TEXT TO READ:
Aristotle Aristotle was born in 384 BC.; with him came the birth of Western realism. He was a student of Plato and a tutor to Alexander the Great (Founders, 1991). It is difficult to discuss the philosophies of Aristotle without bringing up those of his former tutor, Plato. Aristotle’s philosophies diverted from Plato’s, and led to Aristotle forming his own school, the Lyceum. After tutoring Alexander the Great for about five years, he founded the Lyceum in Athens, Greece (Wheelwright, 1983). The Lyceum was a philosophical school that dealt in matters such as metaphysics, logic, ethics, and natural sciences. When teaching at the Lyceum, Aristotle had a habit of walking about as he discoursed.

ACTIONS TO TAKE:
• 1. Say whether each statement agrees with the passage on Aristotle, answering yes or no and quoting the words of the passage that decide it: (a) Aristotle founded the Lyceum before he tutored Alexander the Great; (b) logic and ethics were among the matters the Lyceum dealt in; (c) Aristotle usually stayed seated while teaching at the Lyceum.
• 2. Pick up the passage on Aristotle after its final sentence and carry it on.
The material after this is separate from the passage on Aristotle.

PROVIDED MATERIAL:

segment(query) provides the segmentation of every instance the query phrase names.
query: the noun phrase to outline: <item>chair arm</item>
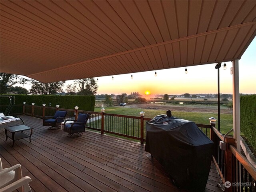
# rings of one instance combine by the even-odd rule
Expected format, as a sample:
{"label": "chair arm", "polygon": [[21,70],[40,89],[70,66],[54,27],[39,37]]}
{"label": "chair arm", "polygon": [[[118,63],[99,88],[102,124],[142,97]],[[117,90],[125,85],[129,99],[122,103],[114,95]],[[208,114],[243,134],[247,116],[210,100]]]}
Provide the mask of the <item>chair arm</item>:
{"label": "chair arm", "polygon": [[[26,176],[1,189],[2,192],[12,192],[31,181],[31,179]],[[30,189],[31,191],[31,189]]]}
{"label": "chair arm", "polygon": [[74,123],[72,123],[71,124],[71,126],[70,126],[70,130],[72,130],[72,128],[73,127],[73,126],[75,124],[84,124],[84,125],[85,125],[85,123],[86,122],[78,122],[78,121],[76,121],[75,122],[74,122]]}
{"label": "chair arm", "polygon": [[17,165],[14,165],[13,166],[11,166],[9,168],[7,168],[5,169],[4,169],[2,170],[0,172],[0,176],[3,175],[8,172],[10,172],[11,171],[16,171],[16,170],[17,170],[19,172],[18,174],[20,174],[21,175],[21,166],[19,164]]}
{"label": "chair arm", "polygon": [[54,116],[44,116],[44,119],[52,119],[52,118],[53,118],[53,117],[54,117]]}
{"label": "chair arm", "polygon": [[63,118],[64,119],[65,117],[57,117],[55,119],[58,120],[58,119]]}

---

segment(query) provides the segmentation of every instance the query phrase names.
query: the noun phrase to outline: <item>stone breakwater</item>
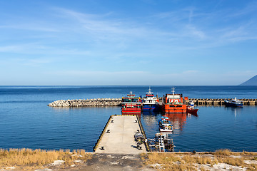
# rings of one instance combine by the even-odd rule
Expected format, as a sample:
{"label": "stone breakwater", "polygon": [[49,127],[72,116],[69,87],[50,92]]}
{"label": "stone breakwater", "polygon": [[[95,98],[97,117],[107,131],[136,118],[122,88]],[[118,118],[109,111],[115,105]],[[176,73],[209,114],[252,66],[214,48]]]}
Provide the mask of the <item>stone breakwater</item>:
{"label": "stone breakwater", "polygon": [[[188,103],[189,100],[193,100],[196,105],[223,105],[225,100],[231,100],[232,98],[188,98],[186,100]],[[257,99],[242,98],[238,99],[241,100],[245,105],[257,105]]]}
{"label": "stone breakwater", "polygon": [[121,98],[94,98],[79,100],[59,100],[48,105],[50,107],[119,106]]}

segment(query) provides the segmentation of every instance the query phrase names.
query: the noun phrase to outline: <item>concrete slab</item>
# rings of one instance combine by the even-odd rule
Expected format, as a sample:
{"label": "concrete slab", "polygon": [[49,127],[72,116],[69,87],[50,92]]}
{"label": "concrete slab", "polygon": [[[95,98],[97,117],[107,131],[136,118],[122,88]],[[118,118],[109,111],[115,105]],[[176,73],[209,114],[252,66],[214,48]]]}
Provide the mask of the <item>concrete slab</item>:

ANSWERS PROVIDED:
• 1.
(a) No: "After tutoring Alexander the Great for about five years, he founded the Lyceum in Athens, Greece."
(b) Yes: "The Lyceum was a philosophical school that dealt in matters such as metaphysics, logic, ethics, and natural sciences."
(c) No: "When teaching at the Lyceum, Aristotle had a habit of walking about as he discoursed."

• 2.
It was in connection with this that his followers became known in later years as the peripatetics, meaning “to walk about” (Owens, 1981). For the next thirteen years he devoted his energies to his teaching and composing his philosophical treatises. This paper will attempt to discuss Aristotle’s contributions and theories in metaphysics, epistemology, and axiology. However, his major contributions are in Metaphysics. Aristotle’s editors gave the name “Metaphysics” to his works on first philosophy, either because they went beyond or followed after his physical investigations (Adler, 1983). Metaphysics are the theories of the nature of reality.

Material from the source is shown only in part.